**Excerpt to read**

Suicide Prevention Month
September was National Suicide Prevention Month. Suicide is a topic that does not need to be taken lightly and should be talked about rather than silenced like many think. This year, it should be talked about even more as our world is in a pandemic. This has caused the numbers of those suffering from anxiety and depression to skyrocket. It is a time that brings a lot of fear, sorrow, along with the many unknowns around the virus itself and the economy.
For me, this topic is more than a good cause, but it is also personal as I have lost loved ones to suicide. I am a strong proponent of knowledge is power and talking openly about it to remove the stigma that it still holds today. Many people think that talking about it will only make someone follow through with their plans, but talking about it can help someone who is suffering to realize that they are not alone.
Knowing that alone is a huge factor in saving a life.
Did you know that:
75% of all people who die by suicide are male.
Although more women attempt than men, men are nearly 4x’s more likely to die by suicide.
Suicide is the 2nd leading cause of death for people ages 10-34 and the 4th leading cause of death for people 35-54.
The overall suicide rate in the U.S has increased by 31% since 2001.
10% of young adults say they experienced suicidal thoughts in the last year.
Mental Health Warning Signs:
Unsure of what to look for in your loved one or yourself when it comes to warning signs? It is hard to tell the difference at times between what are normal behaviors for someone dealing with mental health concerns or even what a normal behavior is for a person in general. Helping someone get help who may be quietly suffering from mental health concerns is key in helping them know they are not alone.
Here are some things to look for:
- Excessive worry or fear
- Feeling overly sad or low
- Extreme mood changes, including uncontrollable “highs” or feelings of euphoria
- Prolonged or strong feelings of irritability or anger
- Changes in sleeping habits or feeling tired and low energy
- Changes in eating habits such as eating more than usual or eating less than usual
- Changes in sex drive
- Difficulty perceiving reality (delusions or hallucinations)
- Overuse of substance like alcohol or drugs
- Multiple physical ailments without obvious cause (such as stomach issues, headaches, aches, and pains)
- Thinking about suicide
- Inability to carry out day to day activities
Do you know how to talk about it or where to turn in a time of need? Here are some helpful places to go when looking for help for a loved one or for yourself.
- The National Suicide Prevention Lifeline 1-800-273-TALK, this line provides free, confidential crisis counseling 24/7/365.
- Crisis text line is free 24/7 mental health support that does not require you to talk to someone even verbally. Text “NAMI” to 741741 for help.
- Always call 911 if you or a loved one is in danger.

**Task 1**
Translate this sentence from the Suicide Prevention Month text into Spanish: "Always call 911 if you or a loved one is in danger."
**Task 2**
According to the Suicide Prevention Month text, by what percentage has the overall suicide rate in the U.S. increased since 2001?

**Extracted material**
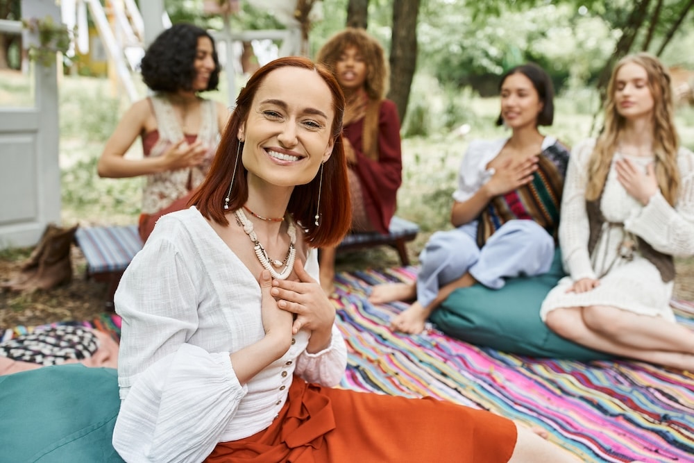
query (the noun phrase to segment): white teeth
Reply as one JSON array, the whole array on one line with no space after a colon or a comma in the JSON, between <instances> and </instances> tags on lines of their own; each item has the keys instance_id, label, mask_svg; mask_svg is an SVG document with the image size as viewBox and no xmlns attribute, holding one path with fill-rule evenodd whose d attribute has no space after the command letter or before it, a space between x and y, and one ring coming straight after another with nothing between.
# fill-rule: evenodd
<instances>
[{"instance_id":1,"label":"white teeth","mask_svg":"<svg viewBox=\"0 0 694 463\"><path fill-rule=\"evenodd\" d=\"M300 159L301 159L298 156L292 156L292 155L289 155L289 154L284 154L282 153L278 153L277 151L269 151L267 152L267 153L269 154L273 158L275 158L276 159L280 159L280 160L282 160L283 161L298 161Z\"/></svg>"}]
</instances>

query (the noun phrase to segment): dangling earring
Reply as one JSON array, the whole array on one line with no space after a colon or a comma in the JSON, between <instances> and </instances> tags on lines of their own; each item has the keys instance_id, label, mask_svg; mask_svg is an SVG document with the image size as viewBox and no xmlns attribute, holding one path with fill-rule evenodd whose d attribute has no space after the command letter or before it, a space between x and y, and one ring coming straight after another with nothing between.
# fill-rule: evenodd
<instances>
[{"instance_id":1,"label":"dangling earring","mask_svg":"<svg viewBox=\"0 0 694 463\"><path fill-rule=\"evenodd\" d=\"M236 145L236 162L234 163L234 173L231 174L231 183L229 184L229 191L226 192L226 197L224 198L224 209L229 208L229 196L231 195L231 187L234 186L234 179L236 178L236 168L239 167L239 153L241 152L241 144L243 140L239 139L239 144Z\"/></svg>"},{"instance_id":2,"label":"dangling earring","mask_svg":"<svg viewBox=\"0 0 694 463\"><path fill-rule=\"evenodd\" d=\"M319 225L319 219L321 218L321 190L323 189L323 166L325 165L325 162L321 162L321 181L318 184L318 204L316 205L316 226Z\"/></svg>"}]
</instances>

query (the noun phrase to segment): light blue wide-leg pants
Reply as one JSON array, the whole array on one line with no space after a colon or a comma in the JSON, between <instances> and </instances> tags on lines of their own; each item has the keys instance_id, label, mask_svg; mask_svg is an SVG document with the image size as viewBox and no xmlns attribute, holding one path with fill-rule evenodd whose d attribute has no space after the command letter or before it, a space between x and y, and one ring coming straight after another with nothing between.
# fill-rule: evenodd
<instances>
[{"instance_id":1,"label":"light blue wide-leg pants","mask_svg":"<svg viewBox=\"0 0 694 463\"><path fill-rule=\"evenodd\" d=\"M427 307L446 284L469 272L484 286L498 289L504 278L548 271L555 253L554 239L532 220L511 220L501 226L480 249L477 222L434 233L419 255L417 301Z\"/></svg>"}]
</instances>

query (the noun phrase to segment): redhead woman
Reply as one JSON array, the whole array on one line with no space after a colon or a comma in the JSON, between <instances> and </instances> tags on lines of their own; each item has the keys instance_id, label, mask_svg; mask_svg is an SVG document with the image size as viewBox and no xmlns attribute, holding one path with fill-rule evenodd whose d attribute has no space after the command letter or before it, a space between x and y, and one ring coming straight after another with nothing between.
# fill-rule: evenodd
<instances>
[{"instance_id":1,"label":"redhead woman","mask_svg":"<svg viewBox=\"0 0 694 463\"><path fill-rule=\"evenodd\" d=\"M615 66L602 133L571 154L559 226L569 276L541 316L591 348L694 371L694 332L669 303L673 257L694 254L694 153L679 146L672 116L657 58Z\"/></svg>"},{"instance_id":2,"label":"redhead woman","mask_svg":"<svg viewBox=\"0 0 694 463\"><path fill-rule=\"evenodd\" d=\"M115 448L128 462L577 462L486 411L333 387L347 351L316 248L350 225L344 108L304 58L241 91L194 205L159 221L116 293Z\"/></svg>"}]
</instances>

**Response area 1**
Llame siempre al 911 si usted o un ser querido está en peligro.

**Response area 2**
31%